Actually, the show’s name was “Dragnet” and Friday’s first name was Joe, and I despise myself for admitting I even know this shit. But documentary filmmaker James Fox posed a couple of questions that exposed some gaps in the space agency’s talking points.
“How can we make a determination of what something isn’t if we don’t know what it is?” he began. Furthermore, if NASA determines that the phenomena “originate from a nonhuman intelligence, what’s the plan to disclose that to the public?”
“Well let me repeat what I said,” Nelson replied after a pause. “I think it’s important that you hear this word for word. The NASA Independent Study Team did not find any evidence UAP have an extraterrestrial origin.” That wasn’t the question. Nelson went on to repeat himself (again) about commitment to transparency. Fox pressed for a specific answer about an actual disclosure plan in the event of NHI confirmation. “If we are what I said we intend to be, which is transparent, you bet your boots,” Nelson replied. “We will say that . . . But whatever we find, we’re gonna tell you.”
Whoops! Good catch — thanks
Tough to answer such a paradigm-smashing hypothetical. But then, boom, very next question, a Reuters reporter follows up on the announcement that NASA has appointed a Director of UAP Research to liaison with other federal agencies: What’s the new guy’s name?
Nicola Fox, Associate Administrator for NASA’s Science Mission Directorate: “We will not give his name out, no.”
It actually took the suits seven hours to realize that headline puns about NASA Unable to Identify UFO Director were a pretty shabby look for transparency. So they casually slipped Mark McInerney’s name into the sixth paragraph of an “updated” earlier statement it had issued to the press, like, hey man, it’s just another name, so what, no big deal. “McInerney previously served as NASA’s liaison to the Department of Defense covering limited UAP activities for the agency,” they tell us in graph 7. “In the director role, he will centralize communications, resources, and data analytical capabilities to establish a robust database for the evaluation of future UAP.”

_____

### TASKS AND EXERCISES
**A.** Answer these questions using the passage on NASA and UAP:
(i) According to Nelson, what did the NASA Independent Study Team not find any evidence of?
(ii) Who answered the question about the new director's name with "We will not give his name out, no."?
(iii) Before becoming director, what role did McInerney serve in?
**B.** Print the passage on NASA and UAP word for word, from "Actually, the show’s" up to and including "agency’s talking points.".
**C.** Summarize the passage on NASA and UAP in two sentences.

Annotated photo localization data:

_____

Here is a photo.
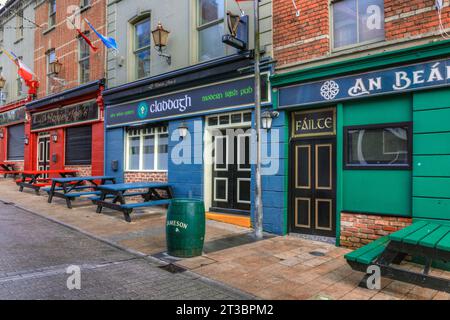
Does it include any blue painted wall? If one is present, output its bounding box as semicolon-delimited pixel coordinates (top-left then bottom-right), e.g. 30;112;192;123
168;117;204;199
105;128;125;183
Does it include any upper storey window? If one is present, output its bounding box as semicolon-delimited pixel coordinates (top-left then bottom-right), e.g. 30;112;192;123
332;0;384;49
197;0;225;61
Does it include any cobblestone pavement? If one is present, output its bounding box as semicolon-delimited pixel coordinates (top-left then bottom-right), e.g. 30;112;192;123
0;202;249;300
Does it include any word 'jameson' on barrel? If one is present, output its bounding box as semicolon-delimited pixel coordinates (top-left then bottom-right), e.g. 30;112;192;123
150;95;192;113
166;199;205;258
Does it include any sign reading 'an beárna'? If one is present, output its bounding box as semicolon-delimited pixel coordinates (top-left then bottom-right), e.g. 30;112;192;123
278;60;450;109
31;101;99;130
292;108;336;138
0;107;25;126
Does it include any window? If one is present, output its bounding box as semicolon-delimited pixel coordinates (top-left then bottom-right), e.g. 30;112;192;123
48;0;56;28
333;0;384;49
47;49;56;93
78;37;91;84
16;11;23;40
66;126;92;165
345;123;411;169
8;124;25;160
197;0;225;61
126;127;169;171
134;17;151;79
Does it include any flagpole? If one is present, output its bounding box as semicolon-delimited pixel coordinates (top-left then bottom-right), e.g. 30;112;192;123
253;0;263;239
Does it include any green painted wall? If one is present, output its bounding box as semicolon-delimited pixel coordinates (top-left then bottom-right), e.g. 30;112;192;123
341;95;412;216
412;88;450;220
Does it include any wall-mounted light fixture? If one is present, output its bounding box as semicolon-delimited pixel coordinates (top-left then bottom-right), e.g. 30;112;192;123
178;123;189;139
48;58;62;75
261;111;280;130
152;22;172;65
0;74;6;90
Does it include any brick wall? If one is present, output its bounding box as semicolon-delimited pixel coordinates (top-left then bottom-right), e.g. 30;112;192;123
273;0;450;67
341;212;412;249
64;166;92;177
34;0;106;98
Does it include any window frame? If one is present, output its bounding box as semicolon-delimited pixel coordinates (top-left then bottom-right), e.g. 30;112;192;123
343;121;413;171
16;10;25;42
78;32;91;84
195;0;227;62
132;14;153;80
124;125;170;172
329;0;386;52
48;0;56;29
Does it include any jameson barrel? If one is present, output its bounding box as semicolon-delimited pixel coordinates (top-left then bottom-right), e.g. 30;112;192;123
166;199;205;258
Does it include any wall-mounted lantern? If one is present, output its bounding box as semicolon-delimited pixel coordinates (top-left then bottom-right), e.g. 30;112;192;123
261;111;280;130
152;22;172;65
0;74;6;90
48;58;62;75
178;123;189;139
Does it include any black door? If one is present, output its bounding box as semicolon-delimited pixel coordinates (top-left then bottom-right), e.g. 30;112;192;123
37;134;50;175
290;138;336;237
210;130;251;214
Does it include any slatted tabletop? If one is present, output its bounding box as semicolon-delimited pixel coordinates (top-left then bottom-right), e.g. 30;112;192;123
389;221;450;251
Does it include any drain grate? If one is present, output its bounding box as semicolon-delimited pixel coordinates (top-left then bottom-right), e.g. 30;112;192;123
309;251;325;257
158;263;186;273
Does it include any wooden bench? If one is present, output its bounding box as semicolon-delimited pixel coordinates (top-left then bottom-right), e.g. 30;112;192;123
345;221;450;293
92;182;173;222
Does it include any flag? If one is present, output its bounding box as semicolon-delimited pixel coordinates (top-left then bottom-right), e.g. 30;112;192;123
84;18;119;51
68;19;98;52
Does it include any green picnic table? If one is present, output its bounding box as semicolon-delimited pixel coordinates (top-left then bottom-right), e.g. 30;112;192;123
345;221;450;293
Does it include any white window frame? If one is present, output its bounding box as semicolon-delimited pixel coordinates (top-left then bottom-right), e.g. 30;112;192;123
329;0;386;51
78;34;91;84
125;126;169;172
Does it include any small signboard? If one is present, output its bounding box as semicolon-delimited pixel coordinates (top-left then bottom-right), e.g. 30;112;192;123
0;107;25;126
31;101;99;130
292;108;336;138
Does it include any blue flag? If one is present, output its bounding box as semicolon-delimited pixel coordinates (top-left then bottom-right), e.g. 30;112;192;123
84;19;119;50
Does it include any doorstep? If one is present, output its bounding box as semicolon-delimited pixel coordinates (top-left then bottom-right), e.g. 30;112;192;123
206;212;252;228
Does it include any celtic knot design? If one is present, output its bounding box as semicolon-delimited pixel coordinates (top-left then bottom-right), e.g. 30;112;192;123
320;80;339;100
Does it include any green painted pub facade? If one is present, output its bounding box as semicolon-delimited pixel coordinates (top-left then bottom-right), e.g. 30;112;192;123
271;41;450;247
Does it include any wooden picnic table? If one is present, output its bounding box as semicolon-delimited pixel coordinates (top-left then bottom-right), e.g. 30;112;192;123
346;220;450;293
92;182;173;222
43;176;116;209
16;170;78;194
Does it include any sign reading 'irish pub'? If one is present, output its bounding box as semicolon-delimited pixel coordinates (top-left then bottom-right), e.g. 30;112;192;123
278;60;450;108
31;101;99;130
105;75;268;126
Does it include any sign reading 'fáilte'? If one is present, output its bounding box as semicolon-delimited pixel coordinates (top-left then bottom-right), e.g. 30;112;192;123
31;101;99;130
292;108;336;137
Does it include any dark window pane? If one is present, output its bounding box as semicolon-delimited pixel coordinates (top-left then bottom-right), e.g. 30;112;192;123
8;124;25;160
66;126;92;165
347;127;410;166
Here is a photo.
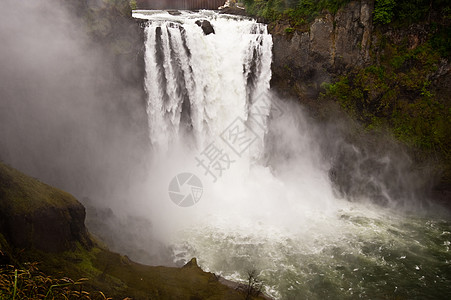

_____

### ANSWERS FOR THE TASKS
**A.**
(i) Any evidence that UAP have an extraterrestrial origin.
(ii) Nicola Fox, Associate Administrator for NASA's Science Mission Directorate.
(iii) NASA's liaison to the Department of Defense, covering limited UAP activities for the agency.

**B.**
Actually, the show’s name was “Dragnet” and Friday’s first name was Joe, and I despise myself for admitting I even know this shit. But documentary filmmaker James Fox posed a couple of questions that exposed some gaps in the space agency’s talking points.

**C.** James Fox asked what NASA's plan would be to disclose phenomena originating from a nonhuman intelligence, and Nelson repeated that the NASA Independent Study Team found no evidence of an extraterrestrial origin for UAP while promising to tell the public whatever they find. NASA first declined to name its new Director of UAP Research, then seven hours later put Mark McInerney's name into an updated statement to the press.